AIM OF THE EXERCISE:
Identify every line in the items below that contains the string "pole", and copy each of those lines.

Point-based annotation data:

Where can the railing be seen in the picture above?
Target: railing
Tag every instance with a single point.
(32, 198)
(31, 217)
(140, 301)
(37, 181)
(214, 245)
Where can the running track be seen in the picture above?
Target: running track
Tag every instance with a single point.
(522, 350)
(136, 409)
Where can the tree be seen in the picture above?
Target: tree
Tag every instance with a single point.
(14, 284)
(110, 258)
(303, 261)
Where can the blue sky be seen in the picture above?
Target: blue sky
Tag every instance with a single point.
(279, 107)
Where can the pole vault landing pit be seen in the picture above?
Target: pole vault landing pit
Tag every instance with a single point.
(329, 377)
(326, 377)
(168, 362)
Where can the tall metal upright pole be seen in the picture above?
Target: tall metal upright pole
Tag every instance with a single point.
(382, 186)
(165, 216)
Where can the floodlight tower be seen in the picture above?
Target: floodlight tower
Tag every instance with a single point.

==

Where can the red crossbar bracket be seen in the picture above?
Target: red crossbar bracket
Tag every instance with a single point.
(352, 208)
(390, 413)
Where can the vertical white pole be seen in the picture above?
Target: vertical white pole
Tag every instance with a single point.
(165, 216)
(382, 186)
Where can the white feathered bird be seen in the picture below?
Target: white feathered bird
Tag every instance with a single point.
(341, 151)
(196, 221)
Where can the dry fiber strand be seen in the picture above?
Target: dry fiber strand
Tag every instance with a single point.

RESULT FOR THIS TASK:
Where can the pole vault landing pit be seen in the picture above?
Target: pole vault landing pit
Where can the tall metal upright pole be seen in the picture above?
Target: tall metal upright pole
Where can the vertical white pole be seen in the picture above?
Target: vertical white pole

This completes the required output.